• **Records for the exercise**
┄┄┄┄┄┄┄┄┄┄
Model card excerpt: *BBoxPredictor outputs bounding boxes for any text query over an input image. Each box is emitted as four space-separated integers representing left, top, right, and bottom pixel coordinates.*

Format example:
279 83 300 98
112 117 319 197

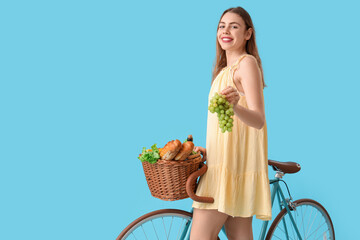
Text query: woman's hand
194 147 206 161
221 86 240 106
┄┄┄┄┄┄┄┄┄┄
• **Exercise prompt**
Reproduce every line of the records above word for word, but leave out the pictures.

• **Result for this exercise**
Model card excerpt: *BBoxPredictor outputs bounding boxes for any text query over an input image. Each box is emitted as four space-separated integers representing left, top, right, and bottom pixel coordinates.*

Format example:
279 83 300 98
112 117 319 197

Text query: woman's hand
194 147 206 161
221 86 240 106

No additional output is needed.